EXERCISE REQUIREMENTS:
Report how many lines in the records contain the string "green", matching case exactly. Give only the number.

[Source records]
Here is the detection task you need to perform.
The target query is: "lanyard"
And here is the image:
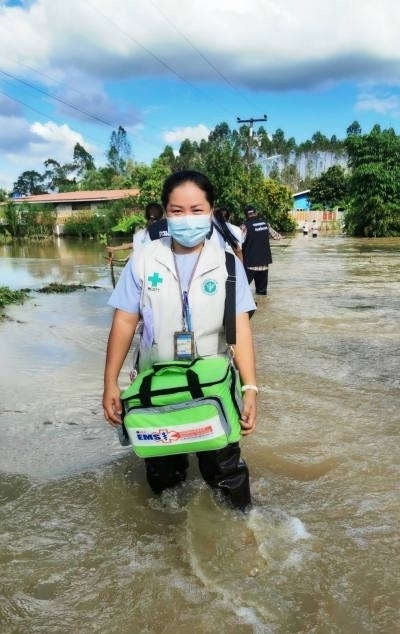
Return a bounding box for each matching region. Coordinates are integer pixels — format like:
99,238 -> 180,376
172,247 -> 203,332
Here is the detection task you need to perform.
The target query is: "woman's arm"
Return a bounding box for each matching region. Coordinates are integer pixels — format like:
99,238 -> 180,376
103,308 -> 139,426
234,313 -> 257,436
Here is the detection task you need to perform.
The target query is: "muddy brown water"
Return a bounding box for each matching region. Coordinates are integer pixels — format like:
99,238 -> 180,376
0,235 -> 400,634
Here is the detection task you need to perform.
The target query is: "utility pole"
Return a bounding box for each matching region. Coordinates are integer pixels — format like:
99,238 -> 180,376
236,114 -> 267,169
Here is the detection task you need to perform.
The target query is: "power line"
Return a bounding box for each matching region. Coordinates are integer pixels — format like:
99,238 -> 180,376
0,70 -> 114,128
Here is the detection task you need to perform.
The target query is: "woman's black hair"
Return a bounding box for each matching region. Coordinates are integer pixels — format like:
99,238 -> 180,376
161,170 -> 214,209
213,207 -> 241,251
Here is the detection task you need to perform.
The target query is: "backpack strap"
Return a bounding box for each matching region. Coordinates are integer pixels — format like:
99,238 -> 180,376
224,251 -> 236,346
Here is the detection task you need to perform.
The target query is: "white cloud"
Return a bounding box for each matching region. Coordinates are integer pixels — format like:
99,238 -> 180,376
163,123 -> 211,143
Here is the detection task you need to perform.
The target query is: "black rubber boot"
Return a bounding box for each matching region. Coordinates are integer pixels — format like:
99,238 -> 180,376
144,454 -> 189,494
197,443 -> 251,511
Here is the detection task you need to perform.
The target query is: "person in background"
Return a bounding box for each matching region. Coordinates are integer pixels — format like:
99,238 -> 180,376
106,203 -> 163,261
103,170 -> 258,510
241,205 -> 282,295
311,220 -> 318,238
210,207 -> 243,262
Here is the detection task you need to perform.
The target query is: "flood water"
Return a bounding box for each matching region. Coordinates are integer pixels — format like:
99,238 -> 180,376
0,235 -> 400,634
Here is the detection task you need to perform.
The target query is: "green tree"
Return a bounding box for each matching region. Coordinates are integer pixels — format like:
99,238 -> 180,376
73,143 -> 96,178
345,125 -> 400,237
44,158 -> 77,192
13,170 -> 46,196
309,165 -> 348,209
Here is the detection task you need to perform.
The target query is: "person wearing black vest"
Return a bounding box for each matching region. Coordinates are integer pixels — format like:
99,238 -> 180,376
242,205 -> 272,295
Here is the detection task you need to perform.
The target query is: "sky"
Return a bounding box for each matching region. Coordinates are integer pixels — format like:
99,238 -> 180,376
0,0 -> 400,191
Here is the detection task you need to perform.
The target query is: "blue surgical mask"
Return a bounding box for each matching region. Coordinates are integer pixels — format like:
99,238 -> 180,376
167,214 -> 211,247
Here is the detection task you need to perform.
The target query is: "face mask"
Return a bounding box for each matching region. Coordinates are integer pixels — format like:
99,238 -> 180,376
167,214 -> 211,247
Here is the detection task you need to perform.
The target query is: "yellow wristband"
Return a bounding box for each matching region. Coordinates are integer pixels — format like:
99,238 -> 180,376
242,385 -> 258,394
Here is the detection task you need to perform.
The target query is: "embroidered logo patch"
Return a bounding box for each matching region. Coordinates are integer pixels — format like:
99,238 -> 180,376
201,279 -> 217,295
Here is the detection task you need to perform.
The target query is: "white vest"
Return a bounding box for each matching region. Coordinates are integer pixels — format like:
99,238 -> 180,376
135,238 -> 228,370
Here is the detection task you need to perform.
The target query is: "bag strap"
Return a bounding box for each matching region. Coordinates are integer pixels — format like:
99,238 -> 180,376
224,251 -> 236,346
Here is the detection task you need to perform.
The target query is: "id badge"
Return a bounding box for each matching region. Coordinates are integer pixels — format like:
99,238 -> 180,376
174,331 -> 194,361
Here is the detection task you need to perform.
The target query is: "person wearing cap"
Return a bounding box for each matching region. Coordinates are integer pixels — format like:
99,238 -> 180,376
241,205 -> 281,295
133,203 -> 164,254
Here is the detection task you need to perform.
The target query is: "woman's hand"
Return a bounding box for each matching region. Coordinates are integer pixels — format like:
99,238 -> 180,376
103,385 -> 122,427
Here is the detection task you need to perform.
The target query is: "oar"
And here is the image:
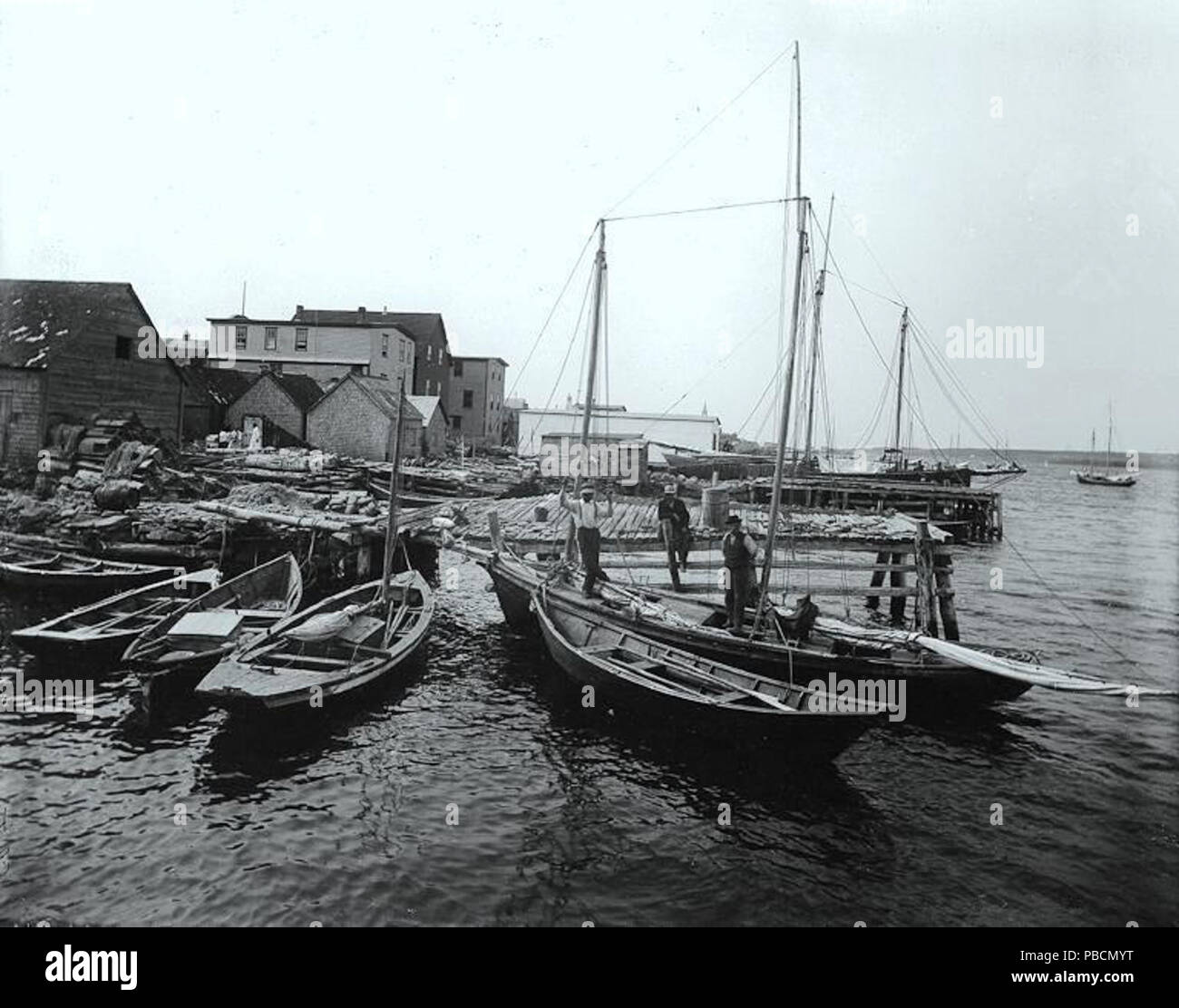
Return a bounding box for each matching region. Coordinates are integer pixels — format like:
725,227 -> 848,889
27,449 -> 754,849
622,658 -> 798,714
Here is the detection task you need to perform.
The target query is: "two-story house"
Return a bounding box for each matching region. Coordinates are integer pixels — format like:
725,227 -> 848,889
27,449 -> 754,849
447,357 -> 508,448
286,305 -> 451,405
209,305 -> 417,392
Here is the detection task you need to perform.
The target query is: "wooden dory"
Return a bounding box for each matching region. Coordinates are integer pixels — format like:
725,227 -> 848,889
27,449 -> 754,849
197,570 -> 434,711
124,553 -> 303,687
0,545 -> 184,597
12,569 -> 220,665
534,591 -> 888,760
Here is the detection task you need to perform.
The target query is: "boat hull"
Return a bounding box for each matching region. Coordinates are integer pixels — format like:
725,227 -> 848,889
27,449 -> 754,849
197,572 -> 434,714
487,557 -> 1030,714
538,601 -> 884,761
124,553 -> 303,695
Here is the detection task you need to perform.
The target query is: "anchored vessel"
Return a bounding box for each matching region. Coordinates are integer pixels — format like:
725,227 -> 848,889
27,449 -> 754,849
0,542 -> 184,597
12,568 -> 220,665
533,586 -> 888,758
124,553 -> 303,690
197,381 -> 434,711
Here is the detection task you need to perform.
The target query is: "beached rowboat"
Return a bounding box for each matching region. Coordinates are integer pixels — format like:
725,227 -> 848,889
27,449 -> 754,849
197,570 -> 434,712
12,568 -> 220,666
124,553 -> 303,689
0,544 -> 184,597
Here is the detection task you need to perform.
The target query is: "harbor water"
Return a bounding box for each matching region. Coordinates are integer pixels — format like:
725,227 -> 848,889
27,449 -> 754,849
0,462 -> 1179,926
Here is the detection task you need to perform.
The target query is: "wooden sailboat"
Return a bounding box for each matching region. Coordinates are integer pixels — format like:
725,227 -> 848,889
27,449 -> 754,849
122,553 -> 303,690
533,586 -> 888,760
473,546 -> 1038,714
0,542 -> 184,597
12,568 -> 220,666
1073,403 -> 1138,487
466,50 -> 1037,712
197,374 -> 434,712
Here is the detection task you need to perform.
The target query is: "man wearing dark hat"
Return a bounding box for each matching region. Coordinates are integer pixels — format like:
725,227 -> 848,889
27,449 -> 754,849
658,483 -> 692,592
720,514 -> 757,633
560,485 -> 614,599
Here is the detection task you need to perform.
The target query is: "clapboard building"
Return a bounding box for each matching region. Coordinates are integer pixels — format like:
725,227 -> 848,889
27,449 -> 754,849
307,373 -> 424,462
447,357 -> 508,448
0,279 -> 181,464
180,358 -> 255,441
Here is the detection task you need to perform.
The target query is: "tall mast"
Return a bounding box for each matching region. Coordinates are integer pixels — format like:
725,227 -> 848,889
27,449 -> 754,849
1106,400 -> 1113,475
381,375 -> 405,601
803,192 -> 834,466
754,42 -> 810,635
892,307 -> 909,471
573,220 -> 606,495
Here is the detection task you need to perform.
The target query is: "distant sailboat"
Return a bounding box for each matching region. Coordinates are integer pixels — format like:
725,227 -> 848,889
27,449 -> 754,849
1072,403 -> 1138,487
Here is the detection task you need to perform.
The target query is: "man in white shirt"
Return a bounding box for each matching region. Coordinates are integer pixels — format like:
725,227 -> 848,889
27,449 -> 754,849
560,486 -> 614,599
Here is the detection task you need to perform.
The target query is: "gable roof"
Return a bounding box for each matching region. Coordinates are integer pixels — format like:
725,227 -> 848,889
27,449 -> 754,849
180,364 -> 255,405
291,307 -> 447,344
263,372 -> 323,412
0,279 -> 153,368
405,395 -> 445,427
316,373 -> 424,424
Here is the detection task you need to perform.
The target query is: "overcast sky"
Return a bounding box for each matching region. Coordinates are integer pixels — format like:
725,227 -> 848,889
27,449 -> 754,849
0,0 -> 1179,451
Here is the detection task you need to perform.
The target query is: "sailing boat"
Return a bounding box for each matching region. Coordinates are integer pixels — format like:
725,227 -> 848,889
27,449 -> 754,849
197,378 -> 434,712
463,47 -> 1037,710
1072,402 -> 1138,487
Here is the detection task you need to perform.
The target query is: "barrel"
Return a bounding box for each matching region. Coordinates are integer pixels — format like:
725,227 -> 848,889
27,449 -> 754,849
700,487 -> 728,528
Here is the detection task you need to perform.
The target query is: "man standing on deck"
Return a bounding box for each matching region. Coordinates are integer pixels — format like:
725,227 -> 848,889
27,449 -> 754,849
720,514 -> 757,633
560,487 -> 614,599
658,483 -> 691,592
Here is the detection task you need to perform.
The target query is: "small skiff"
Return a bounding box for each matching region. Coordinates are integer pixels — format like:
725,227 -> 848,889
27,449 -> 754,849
124,553 -> 303,690
12,568 -> 220,666
197,570 -> 434,712
0,544 -> 184,597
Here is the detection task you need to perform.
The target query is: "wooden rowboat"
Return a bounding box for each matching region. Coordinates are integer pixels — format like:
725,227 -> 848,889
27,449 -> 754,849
533,588 -> 888,760
122,553 -> 303,690
0,544 -> 184,597
12,568 -> 220,666
197,570 -> 434,711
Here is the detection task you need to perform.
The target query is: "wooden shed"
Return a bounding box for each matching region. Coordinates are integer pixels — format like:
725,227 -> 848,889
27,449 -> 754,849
225,372 -> 323,446
307,375 -> 424,461
405,395 -> 451,458
0,279 -> 181,466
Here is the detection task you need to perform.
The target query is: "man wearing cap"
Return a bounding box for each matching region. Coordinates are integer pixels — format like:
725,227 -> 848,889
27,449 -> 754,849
658,483 -> 692,592
720,514 -> 757,633
560,486 -> 614,599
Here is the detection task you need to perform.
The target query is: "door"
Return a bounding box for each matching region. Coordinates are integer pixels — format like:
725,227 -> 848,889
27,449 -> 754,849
0,392 -> 12,462
242,416 -> 262,447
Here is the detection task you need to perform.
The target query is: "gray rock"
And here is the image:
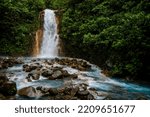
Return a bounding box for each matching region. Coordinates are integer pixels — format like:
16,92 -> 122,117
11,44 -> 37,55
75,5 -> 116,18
0,81 -> 17,96
52,70 -> 63,79
18,86 -> 37,97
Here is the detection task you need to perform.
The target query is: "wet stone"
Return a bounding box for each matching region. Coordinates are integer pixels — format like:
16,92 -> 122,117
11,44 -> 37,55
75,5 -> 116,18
0,81 -> 17,96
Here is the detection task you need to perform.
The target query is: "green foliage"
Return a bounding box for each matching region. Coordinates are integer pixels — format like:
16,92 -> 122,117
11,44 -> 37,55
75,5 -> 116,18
61,0 -> 150,79
0,0 -> 45,55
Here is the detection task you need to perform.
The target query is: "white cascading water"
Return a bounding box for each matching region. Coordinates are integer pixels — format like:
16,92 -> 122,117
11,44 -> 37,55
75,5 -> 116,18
40,9 -> 59,57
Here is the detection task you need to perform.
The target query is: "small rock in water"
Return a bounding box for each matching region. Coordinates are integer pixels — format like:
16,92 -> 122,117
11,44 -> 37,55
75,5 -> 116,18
52,70 -> 63,79
18,86 -> 37,97
0,73 -> 8,85
0,81 -> 17,96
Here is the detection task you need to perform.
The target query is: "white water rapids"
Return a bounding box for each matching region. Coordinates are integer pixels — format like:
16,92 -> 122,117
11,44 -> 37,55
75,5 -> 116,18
39,9 -> 59,58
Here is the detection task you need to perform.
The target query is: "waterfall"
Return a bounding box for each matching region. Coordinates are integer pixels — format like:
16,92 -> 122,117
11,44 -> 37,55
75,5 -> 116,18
39,9 -> 59,57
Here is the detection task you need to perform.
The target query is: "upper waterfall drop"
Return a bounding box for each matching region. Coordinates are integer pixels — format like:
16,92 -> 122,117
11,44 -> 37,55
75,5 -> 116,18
40,9 -> 59,57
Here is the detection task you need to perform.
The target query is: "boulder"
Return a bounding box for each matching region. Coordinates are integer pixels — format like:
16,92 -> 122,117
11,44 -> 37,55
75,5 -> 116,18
76,90 -> 89,100
48,88 -> 59,96
52,70 -> 63,79
41,69 -> 53,77
0,73 -> 8,86
18,86 -> 37,97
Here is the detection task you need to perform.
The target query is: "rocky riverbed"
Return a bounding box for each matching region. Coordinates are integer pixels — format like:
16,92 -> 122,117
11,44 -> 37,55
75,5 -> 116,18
0,57 -> 150,100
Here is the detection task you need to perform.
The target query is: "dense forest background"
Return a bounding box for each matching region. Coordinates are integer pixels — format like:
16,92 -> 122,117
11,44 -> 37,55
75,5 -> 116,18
0,0 -> 150,80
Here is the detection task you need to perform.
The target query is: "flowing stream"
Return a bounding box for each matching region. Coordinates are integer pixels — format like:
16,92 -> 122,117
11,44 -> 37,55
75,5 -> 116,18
39,9 -> 59,57
4,58 -> 150,100
0,9 -> 150,99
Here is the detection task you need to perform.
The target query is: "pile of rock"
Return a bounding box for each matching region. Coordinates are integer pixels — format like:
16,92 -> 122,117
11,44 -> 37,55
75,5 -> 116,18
54,58 -> 91,71
0,58 -> 23,69
18,84 -> 94,100
0,73 -> 17,99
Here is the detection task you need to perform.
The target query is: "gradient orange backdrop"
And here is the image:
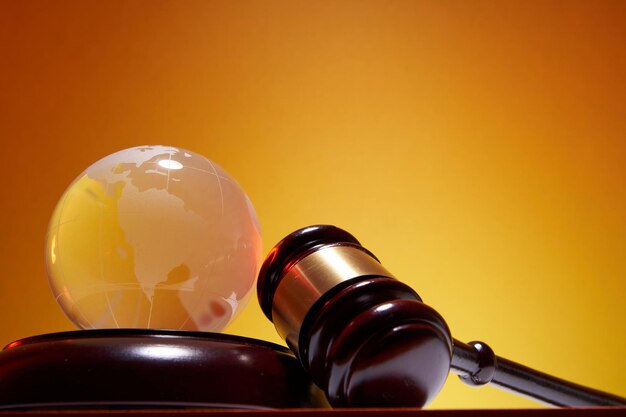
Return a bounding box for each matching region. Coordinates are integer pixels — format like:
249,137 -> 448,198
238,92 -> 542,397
0,0 -> 626,408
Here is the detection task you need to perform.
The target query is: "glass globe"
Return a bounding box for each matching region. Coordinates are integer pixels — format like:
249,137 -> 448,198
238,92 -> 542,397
46,146 -> 261,331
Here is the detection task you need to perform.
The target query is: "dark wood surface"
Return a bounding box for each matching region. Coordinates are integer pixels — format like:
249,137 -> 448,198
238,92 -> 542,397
0,407 -> 626,417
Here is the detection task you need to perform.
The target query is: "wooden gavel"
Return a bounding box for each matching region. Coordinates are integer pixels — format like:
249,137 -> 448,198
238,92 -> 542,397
257,225 -> 626,407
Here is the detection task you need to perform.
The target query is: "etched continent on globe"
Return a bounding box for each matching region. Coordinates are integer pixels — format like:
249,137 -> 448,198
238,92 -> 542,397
46,146 -> 261,331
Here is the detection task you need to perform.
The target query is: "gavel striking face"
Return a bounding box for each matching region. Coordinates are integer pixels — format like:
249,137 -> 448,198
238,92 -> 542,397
257,225 -> 626,407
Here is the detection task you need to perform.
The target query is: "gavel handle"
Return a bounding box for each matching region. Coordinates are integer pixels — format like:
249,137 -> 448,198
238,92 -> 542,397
451,339 -> 626,407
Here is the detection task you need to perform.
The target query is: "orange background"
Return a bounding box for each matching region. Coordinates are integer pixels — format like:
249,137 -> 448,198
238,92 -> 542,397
0,0 -> 626,408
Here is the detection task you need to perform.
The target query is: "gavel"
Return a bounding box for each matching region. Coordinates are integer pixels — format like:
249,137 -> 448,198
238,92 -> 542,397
257,225 -> 626,407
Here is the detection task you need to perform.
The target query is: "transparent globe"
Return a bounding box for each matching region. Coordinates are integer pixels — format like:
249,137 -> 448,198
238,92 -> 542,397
46,146 -> 261,331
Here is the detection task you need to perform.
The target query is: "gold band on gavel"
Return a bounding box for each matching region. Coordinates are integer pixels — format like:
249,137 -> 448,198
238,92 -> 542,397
272,245 -> 394,352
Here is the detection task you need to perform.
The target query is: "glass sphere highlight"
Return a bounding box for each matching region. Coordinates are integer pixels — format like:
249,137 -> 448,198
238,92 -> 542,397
46,146 -> 262,331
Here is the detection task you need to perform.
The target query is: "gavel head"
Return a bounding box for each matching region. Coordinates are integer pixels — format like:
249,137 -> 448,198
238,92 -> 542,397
257,225 -> 452,407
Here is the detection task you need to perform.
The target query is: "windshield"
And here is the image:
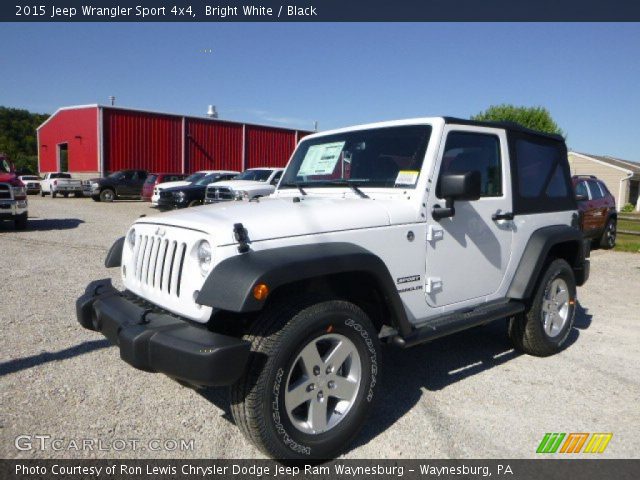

FINAL ANSWER:
2